*EXCERPT TO READ*.
-- start --

The ship will be using artificial gravity. This is generated by grav-disks that apply either an attractive or a repulsive force to each side in a symmetric cylinder centered on the disk. Stacking a disk on each level requires changing the direction of gravity each time you pass a plate, which seems undesirable (likely at least 6 decks, if not more).

I'm thinking the ship should be long and thin so that it can present a minimal profile to opponents. I'm tentatively sticking the engines (super-science boosted reaction engines) on the other side of the minimal profile. I'm unsure if I should orient the gravity down towards the engines, so the ship is built like a rocket or sky scraper, or if I should pick a long side of the ship to be "down", and orient the thing like a naval ship.

The rocket orientation makes thrust and artificial gravity stress in the same direction, but gives a single point of failure for artificial gravity. It makes it easier to put gravity over the whole ship, but I'm not sure if that is a good thing or not. Conversely, the naval orientation looses gravity in chunks, rather than all at once, but doesn't line up with the thrust and is likely to result in corners of microgravity. Microgravity in the ship is considered a bad thing: most the crew is only passably trained for it, and when the gravity gets turned off all sorts of things come loose on a lived in ship. Does anyone have idea on how to arrange backup gravity systems? The assumption is if the gravity is out its because the grav-disk generating it has been hit, so a nearby backup isn't an option.

-- end --

*TASKS TO PERFORM*.
A - In the ship gravity text, what generates the artificial gravity?
B - Please carry the ship gravity text forward from its final sentence.

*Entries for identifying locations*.
-- start --

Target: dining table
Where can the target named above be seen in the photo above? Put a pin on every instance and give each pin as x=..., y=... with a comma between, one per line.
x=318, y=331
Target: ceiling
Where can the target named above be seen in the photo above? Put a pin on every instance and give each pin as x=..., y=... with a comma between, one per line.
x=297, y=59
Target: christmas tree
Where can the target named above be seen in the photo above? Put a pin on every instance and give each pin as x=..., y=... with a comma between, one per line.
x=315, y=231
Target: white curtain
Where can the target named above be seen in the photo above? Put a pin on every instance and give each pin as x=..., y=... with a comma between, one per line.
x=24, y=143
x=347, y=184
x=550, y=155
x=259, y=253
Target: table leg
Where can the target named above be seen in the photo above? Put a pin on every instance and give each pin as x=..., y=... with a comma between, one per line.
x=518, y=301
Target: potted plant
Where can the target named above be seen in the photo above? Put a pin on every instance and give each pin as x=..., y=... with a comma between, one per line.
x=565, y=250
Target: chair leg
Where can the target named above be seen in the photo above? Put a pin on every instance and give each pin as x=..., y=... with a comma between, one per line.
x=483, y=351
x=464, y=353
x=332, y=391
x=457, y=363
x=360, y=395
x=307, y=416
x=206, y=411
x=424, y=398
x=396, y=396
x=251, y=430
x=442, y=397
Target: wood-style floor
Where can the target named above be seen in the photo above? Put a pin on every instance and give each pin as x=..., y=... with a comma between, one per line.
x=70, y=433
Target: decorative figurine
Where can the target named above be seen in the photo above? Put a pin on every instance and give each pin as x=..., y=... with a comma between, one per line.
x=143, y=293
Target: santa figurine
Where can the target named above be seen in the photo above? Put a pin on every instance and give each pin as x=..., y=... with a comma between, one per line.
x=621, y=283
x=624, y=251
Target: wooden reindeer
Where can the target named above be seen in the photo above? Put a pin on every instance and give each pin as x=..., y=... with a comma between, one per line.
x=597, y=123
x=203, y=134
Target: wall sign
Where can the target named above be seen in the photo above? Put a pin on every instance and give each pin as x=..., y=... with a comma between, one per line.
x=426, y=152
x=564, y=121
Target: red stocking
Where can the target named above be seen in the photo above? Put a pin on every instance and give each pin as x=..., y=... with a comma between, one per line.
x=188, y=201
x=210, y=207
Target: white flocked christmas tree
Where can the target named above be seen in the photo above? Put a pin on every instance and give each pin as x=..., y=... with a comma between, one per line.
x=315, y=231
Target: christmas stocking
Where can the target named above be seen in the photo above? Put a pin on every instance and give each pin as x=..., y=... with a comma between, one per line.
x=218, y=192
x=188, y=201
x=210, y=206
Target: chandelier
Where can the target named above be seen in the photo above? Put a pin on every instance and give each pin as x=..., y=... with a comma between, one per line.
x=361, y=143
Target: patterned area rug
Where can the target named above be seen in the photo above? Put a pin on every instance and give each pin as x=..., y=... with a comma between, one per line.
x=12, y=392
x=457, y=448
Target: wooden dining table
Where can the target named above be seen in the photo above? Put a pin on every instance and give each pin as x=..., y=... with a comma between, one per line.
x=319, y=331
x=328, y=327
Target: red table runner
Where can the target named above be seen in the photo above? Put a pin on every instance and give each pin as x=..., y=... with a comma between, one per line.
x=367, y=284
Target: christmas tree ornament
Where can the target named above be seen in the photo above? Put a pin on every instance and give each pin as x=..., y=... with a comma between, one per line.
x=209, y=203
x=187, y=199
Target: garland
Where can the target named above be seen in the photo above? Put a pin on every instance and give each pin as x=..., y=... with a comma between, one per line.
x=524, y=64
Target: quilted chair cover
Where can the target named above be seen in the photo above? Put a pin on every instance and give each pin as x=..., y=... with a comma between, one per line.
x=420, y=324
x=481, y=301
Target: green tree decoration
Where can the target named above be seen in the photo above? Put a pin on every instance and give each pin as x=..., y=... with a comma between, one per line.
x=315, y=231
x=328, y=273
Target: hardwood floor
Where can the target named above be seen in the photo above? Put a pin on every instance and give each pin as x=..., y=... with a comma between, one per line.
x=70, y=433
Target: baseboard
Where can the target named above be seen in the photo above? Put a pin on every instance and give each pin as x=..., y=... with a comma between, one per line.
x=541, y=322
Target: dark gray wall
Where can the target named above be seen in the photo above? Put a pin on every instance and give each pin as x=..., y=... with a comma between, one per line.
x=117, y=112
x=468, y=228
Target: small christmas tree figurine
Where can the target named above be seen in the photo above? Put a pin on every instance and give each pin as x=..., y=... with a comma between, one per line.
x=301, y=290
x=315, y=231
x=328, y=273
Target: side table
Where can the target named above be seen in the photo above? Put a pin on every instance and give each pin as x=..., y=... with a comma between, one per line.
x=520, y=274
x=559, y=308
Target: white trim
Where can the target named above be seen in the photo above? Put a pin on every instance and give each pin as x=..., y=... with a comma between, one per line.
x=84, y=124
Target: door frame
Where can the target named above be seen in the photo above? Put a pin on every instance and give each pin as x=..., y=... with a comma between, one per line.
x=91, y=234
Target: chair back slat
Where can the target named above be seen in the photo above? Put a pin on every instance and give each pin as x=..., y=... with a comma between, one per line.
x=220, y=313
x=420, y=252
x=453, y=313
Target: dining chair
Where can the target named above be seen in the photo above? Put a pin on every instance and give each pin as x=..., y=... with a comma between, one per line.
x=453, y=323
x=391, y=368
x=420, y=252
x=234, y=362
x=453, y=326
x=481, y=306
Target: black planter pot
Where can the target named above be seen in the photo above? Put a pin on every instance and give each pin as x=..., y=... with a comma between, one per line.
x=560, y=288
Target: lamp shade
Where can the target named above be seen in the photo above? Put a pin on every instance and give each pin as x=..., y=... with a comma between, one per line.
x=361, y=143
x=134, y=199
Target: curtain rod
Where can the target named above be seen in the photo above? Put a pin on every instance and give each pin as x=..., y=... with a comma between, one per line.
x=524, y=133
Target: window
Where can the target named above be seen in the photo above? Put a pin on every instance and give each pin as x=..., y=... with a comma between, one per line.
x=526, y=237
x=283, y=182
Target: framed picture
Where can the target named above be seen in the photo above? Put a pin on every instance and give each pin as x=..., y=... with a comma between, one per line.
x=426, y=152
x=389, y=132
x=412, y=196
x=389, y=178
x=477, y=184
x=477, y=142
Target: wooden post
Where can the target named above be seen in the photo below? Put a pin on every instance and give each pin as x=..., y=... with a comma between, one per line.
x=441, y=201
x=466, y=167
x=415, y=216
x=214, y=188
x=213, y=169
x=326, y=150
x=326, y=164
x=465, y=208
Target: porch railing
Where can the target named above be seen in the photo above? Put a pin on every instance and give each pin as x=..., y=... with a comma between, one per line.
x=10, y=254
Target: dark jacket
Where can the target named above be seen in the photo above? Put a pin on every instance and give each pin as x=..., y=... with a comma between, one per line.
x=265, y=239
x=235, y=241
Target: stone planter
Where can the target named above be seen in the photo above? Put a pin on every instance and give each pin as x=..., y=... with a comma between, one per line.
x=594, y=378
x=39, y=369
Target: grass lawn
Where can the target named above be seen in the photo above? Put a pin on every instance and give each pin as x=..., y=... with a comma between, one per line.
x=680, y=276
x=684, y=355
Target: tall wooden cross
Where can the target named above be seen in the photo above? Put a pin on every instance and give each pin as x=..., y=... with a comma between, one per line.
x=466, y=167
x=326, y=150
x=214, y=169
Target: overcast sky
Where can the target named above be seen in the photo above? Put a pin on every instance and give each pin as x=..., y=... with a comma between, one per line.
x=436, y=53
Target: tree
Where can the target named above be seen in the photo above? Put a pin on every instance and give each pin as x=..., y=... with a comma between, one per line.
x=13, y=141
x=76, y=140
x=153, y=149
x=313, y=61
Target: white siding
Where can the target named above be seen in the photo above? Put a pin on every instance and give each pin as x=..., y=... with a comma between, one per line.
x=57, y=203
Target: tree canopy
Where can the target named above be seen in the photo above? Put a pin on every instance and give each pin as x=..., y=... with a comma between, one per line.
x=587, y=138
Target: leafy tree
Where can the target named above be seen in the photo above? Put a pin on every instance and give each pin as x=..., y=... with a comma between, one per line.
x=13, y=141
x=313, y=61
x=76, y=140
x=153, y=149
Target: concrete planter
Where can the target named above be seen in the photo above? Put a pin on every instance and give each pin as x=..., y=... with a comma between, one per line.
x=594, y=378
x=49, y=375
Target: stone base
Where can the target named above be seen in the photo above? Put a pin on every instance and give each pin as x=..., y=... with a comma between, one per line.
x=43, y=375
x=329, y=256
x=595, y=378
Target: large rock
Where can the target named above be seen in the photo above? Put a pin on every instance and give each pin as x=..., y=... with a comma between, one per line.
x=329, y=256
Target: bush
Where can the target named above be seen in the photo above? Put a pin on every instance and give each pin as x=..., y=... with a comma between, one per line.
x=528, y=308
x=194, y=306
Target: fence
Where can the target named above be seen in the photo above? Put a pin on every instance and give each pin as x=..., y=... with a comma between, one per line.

-- end --

*RESPONSES TO THE TASKS*.
A - Grav-disks that apply an attractive or repulsive force to each side in a symmetric cylinder centered on the disk.

B -
I'm trying to figure out the layout of the guns. My two initial ideas are putting the main turrets all on one long side of the ship, sloped towards the front. This is to allow the ship to concentrate fire in one direction. The other option is to slope all of the sides towards the front and place the main turrets all the way around the ship. Point defense guns will need to be fairly evenly distributed around the ship, though putting extra in the same direction as the main turrets is likely a good idea. I'm also unsure if there is is a benefit to orienting turrets in a specific direction with regards to gravity.

The ship has shields, so armor layout isn't as important as it might be, though structural integrity and relative compactness is still nice. And the ship will still be getting hit.

What am I missing? How would you lay out the ship? Thanks for the advice!
__________________
Be helpful, not pedantic

Worlds Beyond Earth -- my blog

Check out the PbP forum! If you don't see a game you'd like, ask me about making one!
ericthered is online now   Reply With Quote
Old 10-19-2019, 07:54 AM   #2
thrash
 
thrash's Avatar
 
Join Date: Aug 2004
Location: traveller
Default Re: Spaceship Weapons and Gravity Layout

Quote:
Originally Posted by ericthered View Post
The ship will be using artificial gravity. This is generated by grav-disks that apply either an attractive or a repulsive force to each side in a symmetric cylinder centered on the disk. Stacking a disk on each level requires changing the direction of gravity each time you pass a plate, which seems undesirable (likely at least 6 decks, if not more).
Not sure I understand this. Are you saying that each disk generates either a repulsive or an attractive force, but not both (say, attractive on one side and repulsive on the other)? Is the gravity vector oriented perpendicular to the plate (flat side up/down) or parallel to it (with the plate as sort of an end-cap on the cylinder)?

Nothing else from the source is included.